The ascendancy of the back-office to the front page has been a dramatic and interesting dynamic in our industry over the past decade.

Portfolio administration has revolutionised on the back of technological advances that have ultimately helped liberate financial planners from the administration outcomes of offering clients appropriate investment choice in a complex and changing regulatory environment.

From a helicopter view, the rate of growth and change in the Australian wealth management industry has been nothing short of tremendous. Since 1991, Australia’s investment fund assets have more than quadrupled. In

March 2006, total consolidated assets under management topped $1 trillion. Just five years ago platforms

comprised half the total retail funds under management (FUM). They now represent three-quarters of the market.

With the pace of change this impressive, it is often easy to forget how far we have come.

Ten years ago there was no such thing as a wrap platform. Master trusts were establishing themselves among financial planners, while a significant number of investors and their advisers accessed retail managed funds directly through fund managers. Today, almost half a million Australians invest using a wrap-type service, largely because they offer a more simple, effective and often cheaper way to manage a diversified portfolio. According to Standard and Poor’s, the total platform industry represented over $375 billion at the end of December, with the largest four players — BT, AMP, CBA and NAB — accounting for over half this amount. Super growth So what’s behind the phenomenal growth?

---+---

*Problems and tasks*:
**1)** Name the four companies that the passage on Australian wealth platforms identifies as the largest players in the platform industry.
**2)** Write the next part of the passage on Australian wealth platforms, picking up after its closing question about the phenomenal growth.
The lines after this sentence come from a different source than the passage on Australian wealth platforms.

*Collected material*:
---+---

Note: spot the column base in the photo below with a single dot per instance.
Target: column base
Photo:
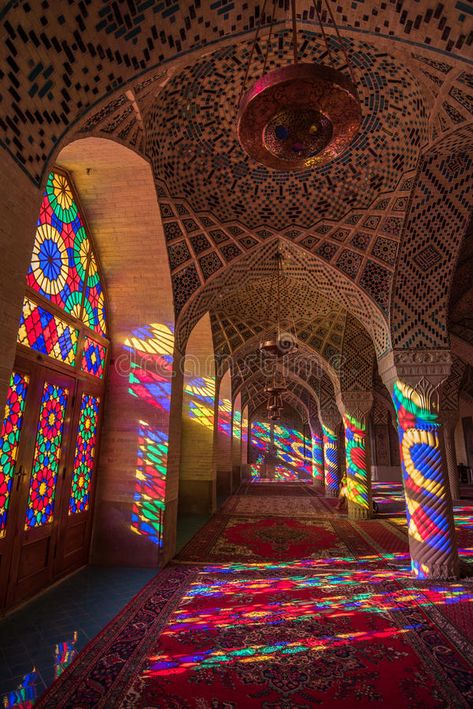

---+---

*Solved problems*:
**1)** BT, AMP, CBA, NAB

**2)**
There’s no denying that in recent years markets have been good. Over the past 10 years the ASX 200 has more than doubled, currently sitting around the 6,000 mark (see graph p34). And yes, Australia’s mandated super system has significantly contributed to the industry growth. According to the Australian Prudential Regulation Authority, total superannuation assets in Australia increased by $149 billion during the year to June 2006, reaching $912 billion. If the growth rate experienced over the past year is the same this year, the size of the market will be closer to $1.1 trillion by June. However, our clients tell us that the phenomenal growth in the use of wrap platforms has as much to do with the functional, simple and efficient way in which wraps do what they were designed to do: administer an investor’s portfolio through a single interface. The current success of platforms and the predicted rise in their popularity and use can be attributed to the significant investment choice on offer, new standards in the regular and accessible disclosure of fees and charges and, increasingly, their ability to reduce costs to investor. Wraps are the planner’s window to the world of superannuation and investments, allowing them to buy, sell, manage and report on their clients’ portfolios.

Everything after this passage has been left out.